## RECORDED INFORMATION
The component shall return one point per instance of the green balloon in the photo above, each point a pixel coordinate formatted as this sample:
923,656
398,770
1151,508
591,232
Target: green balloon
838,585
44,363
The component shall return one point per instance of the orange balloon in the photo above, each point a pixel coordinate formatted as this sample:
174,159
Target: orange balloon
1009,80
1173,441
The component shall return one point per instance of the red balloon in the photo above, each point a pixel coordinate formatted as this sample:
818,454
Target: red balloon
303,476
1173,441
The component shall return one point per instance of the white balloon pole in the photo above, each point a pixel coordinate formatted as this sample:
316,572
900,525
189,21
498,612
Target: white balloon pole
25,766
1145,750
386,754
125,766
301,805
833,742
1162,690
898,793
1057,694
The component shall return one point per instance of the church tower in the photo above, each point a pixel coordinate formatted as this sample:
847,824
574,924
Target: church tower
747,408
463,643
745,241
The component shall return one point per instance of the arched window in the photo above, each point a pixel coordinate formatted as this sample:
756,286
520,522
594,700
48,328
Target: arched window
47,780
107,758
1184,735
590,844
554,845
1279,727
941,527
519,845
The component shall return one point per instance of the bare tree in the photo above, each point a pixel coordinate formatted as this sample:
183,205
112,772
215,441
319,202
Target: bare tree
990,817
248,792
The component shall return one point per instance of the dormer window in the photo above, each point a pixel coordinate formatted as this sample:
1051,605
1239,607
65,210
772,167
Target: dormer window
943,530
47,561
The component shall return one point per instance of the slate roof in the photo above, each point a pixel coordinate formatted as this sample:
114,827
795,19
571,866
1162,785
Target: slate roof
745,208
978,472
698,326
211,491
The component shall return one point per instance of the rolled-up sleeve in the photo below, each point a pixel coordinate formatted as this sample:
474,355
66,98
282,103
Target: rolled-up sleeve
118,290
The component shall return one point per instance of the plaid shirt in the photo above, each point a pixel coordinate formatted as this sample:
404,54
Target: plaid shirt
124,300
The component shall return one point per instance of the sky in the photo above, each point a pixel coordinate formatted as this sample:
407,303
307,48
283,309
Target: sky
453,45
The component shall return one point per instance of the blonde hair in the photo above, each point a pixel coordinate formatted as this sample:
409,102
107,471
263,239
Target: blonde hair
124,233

## WHAT IS REQUIRED
Each of the entries above needs to be given again exactly.

## RESPONSE TO THIS EXERCISE
The component shall return one point per instance of the green balloon in the photo above, each point a pixel coordinate formatted as this sample:
923,656
398,770
1151,508
591,232
Target: green balloon
838,585
44,363
The component shall return one point per instance of the orange balloon in the photo above, each point a pixel coordinate formatted as this sample:
174,159
Target: orange balloon
1009,80
1173,441
The component shall return one point per instance of the red balloon in the photo above, each point a pixel coordinate formatted as this sample:
818,454
Target: red balloon
303,476
1173,441
The component shall return one point per instance of the white balloon pole in the photo above, each point a pixel coordinate formatted as this sample:
316,572
900,525
189,21
498,612
Target: white balloon pole
25,766
1145,750
386,754
125,766
301,805
833,742
1162,690
898,793
1057,694
The component shall return one point per instance of the church tower in the photo above, each point a pixel coordinate formatted as this sample:
847,824
574,924
Target: church tower
747,408
463,643
745,241
The component shall return one point per instance of the arched window in the photo above, each point a pixel coordinate formatted as this sample:
756,286
520,522
594,700
48,328
Target: arched window
47,780
107,758
1184,735
590,844
554,845
1279,727
941,527
519,845
The component shall return one point per instance of the bare tree in the photo above, each point a pixel coordinate formatted as this sample:
183,205
112,772
215,441
319,202
Target: bare tree
990,817
248,792
The component shall return one point per instance of the dormer window in the photo above, each point a pixel coordinate formatted as this sample:
1051,605
1239,607
65,210
772,167
Target: dormer window
943,530
47,561
The component shall return one point per instance of the slate roof in the photo above, each point a pixel coordinate formatted as this sample:
114,827
795,19
571,866
1162,785
Target: slate roof
745,208
978,472
698,326
211,491
The component shall return one point per instance of the rolled-up sleeve in the photo below, each point a pixel coordinate formatted as this sample:
474,355
66,98
282,103
Target: rolled-up sleeve
118,290
The component shall return one point per instance of the plaid shirt in the photo above, each point a pixel coordinate formatted as this sample:
404,54
Target: plaid shirt
124,300
The component shall return one point per instance of the sky in the photo above, each point a pixel coordinate formatted as this sample:
407,303
307,48
283,309
Target: sky
453,45
The component shall return one point per instance of the blonde hair in the photo above, each point a pixel coordinate formatted as this sample:
409,102
107,471
263,239
Target: blonde hair
124,233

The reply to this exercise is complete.